◆ Exercise prompt: Write out the listing beneath this instruction in its entirety, exactly as it reads.

◆ Provided material:
===

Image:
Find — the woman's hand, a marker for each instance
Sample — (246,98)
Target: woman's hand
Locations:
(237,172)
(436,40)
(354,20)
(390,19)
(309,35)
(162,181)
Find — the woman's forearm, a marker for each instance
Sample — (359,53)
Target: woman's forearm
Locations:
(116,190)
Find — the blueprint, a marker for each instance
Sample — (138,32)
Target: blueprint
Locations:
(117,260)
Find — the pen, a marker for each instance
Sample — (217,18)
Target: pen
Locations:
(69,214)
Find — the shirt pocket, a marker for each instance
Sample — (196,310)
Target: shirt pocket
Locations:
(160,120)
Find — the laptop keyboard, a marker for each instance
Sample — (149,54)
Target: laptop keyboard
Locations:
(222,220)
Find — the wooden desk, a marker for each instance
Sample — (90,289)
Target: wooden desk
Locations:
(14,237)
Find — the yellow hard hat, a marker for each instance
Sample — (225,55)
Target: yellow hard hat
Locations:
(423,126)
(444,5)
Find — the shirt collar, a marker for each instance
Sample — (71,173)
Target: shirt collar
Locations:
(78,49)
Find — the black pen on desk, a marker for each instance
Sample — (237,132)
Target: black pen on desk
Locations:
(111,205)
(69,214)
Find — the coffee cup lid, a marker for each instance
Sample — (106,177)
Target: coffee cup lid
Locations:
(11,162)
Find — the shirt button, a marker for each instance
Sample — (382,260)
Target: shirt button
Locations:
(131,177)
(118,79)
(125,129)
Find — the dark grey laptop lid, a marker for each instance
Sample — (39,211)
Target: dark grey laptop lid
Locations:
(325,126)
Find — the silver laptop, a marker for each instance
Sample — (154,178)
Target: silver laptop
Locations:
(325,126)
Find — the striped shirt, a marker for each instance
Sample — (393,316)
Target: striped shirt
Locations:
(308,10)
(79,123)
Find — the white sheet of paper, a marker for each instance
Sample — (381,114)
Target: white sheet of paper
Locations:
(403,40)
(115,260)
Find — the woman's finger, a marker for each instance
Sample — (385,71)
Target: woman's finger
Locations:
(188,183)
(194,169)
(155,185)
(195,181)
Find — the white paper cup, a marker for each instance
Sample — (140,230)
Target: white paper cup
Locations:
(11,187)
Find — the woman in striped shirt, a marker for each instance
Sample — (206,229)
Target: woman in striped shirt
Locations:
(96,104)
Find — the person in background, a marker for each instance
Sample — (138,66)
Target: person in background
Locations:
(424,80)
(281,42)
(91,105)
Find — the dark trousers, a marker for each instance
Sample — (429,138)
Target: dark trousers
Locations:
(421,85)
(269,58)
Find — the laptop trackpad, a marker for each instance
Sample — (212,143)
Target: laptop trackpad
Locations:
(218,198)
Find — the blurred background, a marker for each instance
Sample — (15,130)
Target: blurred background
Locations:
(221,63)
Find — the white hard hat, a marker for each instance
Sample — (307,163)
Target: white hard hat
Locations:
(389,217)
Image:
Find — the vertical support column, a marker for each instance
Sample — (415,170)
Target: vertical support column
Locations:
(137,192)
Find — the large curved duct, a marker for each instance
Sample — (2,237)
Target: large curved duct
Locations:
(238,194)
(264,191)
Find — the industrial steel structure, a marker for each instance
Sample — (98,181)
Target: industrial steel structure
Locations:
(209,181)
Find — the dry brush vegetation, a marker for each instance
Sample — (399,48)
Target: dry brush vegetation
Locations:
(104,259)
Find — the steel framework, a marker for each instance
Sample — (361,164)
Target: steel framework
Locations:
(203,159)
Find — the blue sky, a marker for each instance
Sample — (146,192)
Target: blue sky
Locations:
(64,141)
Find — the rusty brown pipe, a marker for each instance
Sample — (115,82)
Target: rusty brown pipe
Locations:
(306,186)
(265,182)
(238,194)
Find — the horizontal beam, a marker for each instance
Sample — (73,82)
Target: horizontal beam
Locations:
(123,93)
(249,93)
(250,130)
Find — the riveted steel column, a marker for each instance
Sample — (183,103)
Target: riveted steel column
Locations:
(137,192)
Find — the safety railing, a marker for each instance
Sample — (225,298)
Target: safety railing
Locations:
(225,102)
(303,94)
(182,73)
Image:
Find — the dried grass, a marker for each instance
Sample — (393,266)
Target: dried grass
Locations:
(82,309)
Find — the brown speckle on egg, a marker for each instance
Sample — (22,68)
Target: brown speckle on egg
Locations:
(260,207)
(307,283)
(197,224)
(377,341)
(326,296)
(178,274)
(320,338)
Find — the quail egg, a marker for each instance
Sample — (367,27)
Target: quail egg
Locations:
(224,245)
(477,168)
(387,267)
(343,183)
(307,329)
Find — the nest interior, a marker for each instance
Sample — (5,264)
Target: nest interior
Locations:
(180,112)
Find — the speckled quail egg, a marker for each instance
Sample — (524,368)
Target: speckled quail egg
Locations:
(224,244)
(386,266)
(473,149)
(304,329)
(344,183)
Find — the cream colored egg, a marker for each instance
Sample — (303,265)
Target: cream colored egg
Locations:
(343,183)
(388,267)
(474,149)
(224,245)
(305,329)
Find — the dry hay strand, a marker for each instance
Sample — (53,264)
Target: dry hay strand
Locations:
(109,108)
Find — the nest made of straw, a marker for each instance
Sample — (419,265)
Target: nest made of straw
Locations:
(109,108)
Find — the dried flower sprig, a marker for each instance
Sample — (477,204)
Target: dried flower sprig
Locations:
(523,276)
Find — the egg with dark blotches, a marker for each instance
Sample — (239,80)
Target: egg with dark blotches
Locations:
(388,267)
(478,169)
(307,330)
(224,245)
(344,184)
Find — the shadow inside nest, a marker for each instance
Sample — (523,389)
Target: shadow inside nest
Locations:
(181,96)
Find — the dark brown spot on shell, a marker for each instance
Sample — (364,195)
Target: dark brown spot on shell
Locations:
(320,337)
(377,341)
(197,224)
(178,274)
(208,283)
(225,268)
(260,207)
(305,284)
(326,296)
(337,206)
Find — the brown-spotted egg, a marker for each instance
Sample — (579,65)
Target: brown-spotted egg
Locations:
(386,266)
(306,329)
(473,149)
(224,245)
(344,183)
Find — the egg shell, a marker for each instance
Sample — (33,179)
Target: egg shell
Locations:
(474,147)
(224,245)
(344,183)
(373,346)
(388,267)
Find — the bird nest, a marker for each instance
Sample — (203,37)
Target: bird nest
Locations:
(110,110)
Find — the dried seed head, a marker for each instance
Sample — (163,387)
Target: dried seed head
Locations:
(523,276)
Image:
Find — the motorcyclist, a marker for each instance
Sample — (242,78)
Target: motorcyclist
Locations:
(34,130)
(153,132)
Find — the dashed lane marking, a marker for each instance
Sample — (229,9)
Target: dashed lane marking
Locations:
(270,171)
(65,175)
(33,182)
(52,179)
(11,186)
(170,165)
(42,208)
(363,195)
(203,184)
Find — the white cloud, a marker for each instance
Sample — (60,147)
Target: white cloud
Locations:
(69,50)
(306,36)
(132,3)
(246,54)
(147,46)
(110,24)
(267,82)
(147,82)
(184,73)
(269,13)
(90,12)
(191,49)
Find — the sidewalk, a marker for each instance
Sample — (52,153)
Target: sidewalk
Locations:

===

◆ Written response:
Image:
Find — the woman's hand, a marker for each instance
Sample — (246,98)
Target: woman's hand
Locations:
(237,172)
(436,40)
(354,20)
(390,19)
(309,35)
(162,181)
Find — the woman's forearm, a marker for each instance
Sample — (359,53)
Target: woman's forearm
Locations:
(116,190)
Find — the blueprint, a marker for each instance
Sample — (138,32)
Target: blueprint
Locations:
(117,260)
Find — the pen, a marker for each instance
Sample — (217,18)
Target: pen
Locations:
(69,214)
Find — the shirt pocket, a marker for each instance
Sample — (196,310)
Target: shirt pocket
Locations:
(160,120)
Find — the laptop keyboard, a marker for each instance
Sample — (149,54)
Target: laptop keyboard
Locations:
(222,220)
Find — the wooden desk, a marker for each instance
Sample — (90,289)
Target: wooden desk
Locations:
(14,237)
Find — the yellow hard hat, a marker for each instance
Sample — (225,55)
Target: yellow hard hat
Locations:
(423,126)
(444,5)
Find — the shirt collar, a marker for each instance
Sample — (71,173)
Target: shirt collar
Locations:
(78,49)
Find — the black pen on desk, a marker for each instance
Sample — (237,132)
Target: black pen on desk
Locations:
(111,205)
(69,214)
Find — the coffee cup lid, a marker for each instance
Sample — (106,177)
Target: coffee cup lid
Locations:
(11,162)
Find — the shirt button, a marker for each instance
Sample — (382,260)
Target: shirt button
Locations:
(131,177)
(118,79)
(125,129)
Find — the dark grey laptop lid, a marker for each instance
Sample — (39,211)
Target: dark grey laptop lid
Locations:
(325,126)
Find — the silver laptop, a marker for each instance
Sample — (154,178)
Target: silver laptop
Locations:
(325,126)
Find — the striped shirt, a marker for each instance
Sample — (393,316)
Target: striped shirt
Locations:
(308,10)
(79,123)
Find — the white sheet of paper, a marker for each instance
Sample — (381,114)
Target: white sheet of paper
Locations:
(403,40)
(115,260)
Find — the woman's finger, a marker for each instance
Sample — (385,71)
Target: woman's finger
Locations:
(188,183)
(194,169)
(155,185)
(195,181)
Find — the white paper cup, a marker for each instance
Sample — (140,230)
Target: white paper cup
Locations:
(11,187)
Find — the woman in striped shirt, a marker for each instance
Sample — (206,229)
Target: woman in striped shirt
Locations:
(96,104)
Find — the person in background, a marker for each instance
Sample — (138,66)
Target: person in background
Locations:
(424,80)
(281,42)
(91,105)
Find — the dark trousers, a marker for each instance
Sample — (429,138)
Target: dark trousers
Locations:
(421,85)
(269,58)
Find — the laptop trackpad, a marker for each instance
Sample — (212,143)
Target: laptop trackpad
Locations:
(218,198)
Find — the blurred background, a marker for each instance
Sample — (15,130)
Target: blurred background
Locations:
(221,63)
Find — the white hard hat, a marker for each instance
Sample — (307,163)
Target: white hard hat
Locations:
(389,217)
Image:
Find — the vertical support column, a marker for each instance
Sample — (415,170)
Target: vertical support column
Locations:
(137,192)
Find — the large curved duct, a marker for each instance
Sample — (2,237)
Target: large curved duct
Locations:
(238,194)
(264,191)
Find — the industrial steel structure, a marker for each instance
Sample — (98,181)
Target: industrial steel structure
Locations:
(209,181)
Find — the dry brush vegetation, a marker for each instance
Sample — (399,48)
Target: dry brush vegetation
Locations:
(104,259)
Find — the steel framework, a marker for each instance
Sample — (361,164)
Target: steel framework
Locations:
(203,159)
Find — the blue sky, a marker for each instance
Sample — (146,192)
Target: blue sky
Locations:
(64,141)
Find — the rusty brown pipe, a marker for each instance
Sample — (115,82)
Target: rusty brown pipe
Locations:
(306,186)
(265,182)
(238,194)
Find — the horizontal beam, a marker for each instance
Sample — (73,82)
Target: horizontal beam
Locations:
(123,93)
(249,93)
(250,130)
Find — the riveted steel column, a marker for each instance
Sample — (183,103)
Target: riveted steel column
Locations:
(137,192)
Find — the safety railing, a marker for each instance
Sample — (225,298)
Target: safety railing
Locations:
(225,102)
(303,94)
(182,73)
Image:
Find — the dried grass, a marker for each instance
Sample — (393,266)
Target: dried grass
Locations:
(82,309)
Find — the brown speckle on egg, a marker for each instance
Sample — (22,68)
Target: brown speckle on egg
Locations:
(260,207)
(307,283)
(197,224)
(377,341)
(326,296)
(178,274)
(320,338)
Find — the quail egg, a marker for each instance
Sample — (367,27)
Target: quail egg
Locations:
(224,245)
(477,168)
(387,267)
(343,183)
(307,329)
Find — the nest interior, a marker for each instance
Sample — (5,264)
Target: nest interior
Locations:
(180,112)
Find — the speckled quail egg, a marker for each instance
Sample — (524,368)
Target: speckled quail egg
Locations:
(224,244)
(386,266)
(473,149)
(304,329)
(344,183)
Find — the cream colored egg, a marker for each instance
Sample — (303,265)
Target: cream colored egg
Locations:
(343,183)
(388,267)
(474,149)
(224,245)
(305,329)
Find — the dry hay strand, a marker for each instance
Sample — (53,264)
Target: dry hay strand
Locations:
(109,108)
Find — the nest made of straw, a marker for each instance
Sample — (419,265)
Target: nest made of straw
Locations:
(109,108)
Find — the dried flower sprig, a marker for each instance
Sample — (477,204)
Target: dried flower sprig
Locations:
(523,276)
Find — the egg with dark blotches, a marker for each instance
Sample — (239,80)
Target: egg with dark blotches
Locations:
(388,267)
(478,169)
(307,330)
(224,245)
(344,184)
Find — the shadow inside nest, a marker for each instance
Sample — (523,389)
Target: shadow inside nest
Locations:
(181,96)
Find — the dark brown spot on shell, a marker for each instance
Sample — (364,195)
Target: dark brown spot on shell
Locations:
(320,337)
(377,341)
(197,224)
(178,274)
(208,283)
(225,268)
(260,207)
(305,284)
(326,296)
(337,206)
Find — the brown-spotted egg, a marker for each instance
Sample — (579,65)
Target: brown-spotted egg
Locations:
(386,266)
(306,329)
(473,149)
(224,245)
(344,183)
Find — the egg shell, a marker for each instance
Sample — (33,179)
Target: egg shell
Locations:
(474,147)
(224,245)
(344,183)
(373,346)
(388,267)
Find — the bird nest, a marker for each instance
Sample — (203,37)
Target: bird nest
Locations:
(110,110)
Find — the dried seed head, a marker for each instance
Sample — (163,387)
Target: dried seed head
Locations:
(523,276)
Image:
Find — the motorcyclist, a marker for each instance
Sample — (242,78)
Target: motorcyclist
Locations:
(34,130)
(153,132)
Find — the dashed lane marking, a marker for each instance
Sample — (229,9)
Target: dashed lane marking
Locations:
(270,171)
(65,175)
(33,182)
(52,179)
(11,186)
(170,165)
(42,208)
(363,195)
(203,184)
Find — the white cloud, a marker for each instance
Sample — (60,147)
Target: white cloud
Locations:
(69,50)
(306,36)
(132,3)
(246,54)
(147,46)
(110,24)
(267,82)
(147,82)
(184,73)
(269,13)
(90,12)
(191,49)
Find — the sidewalk, a marker for each instance
Sample — (52,153)
Target: sidewalk
Locations:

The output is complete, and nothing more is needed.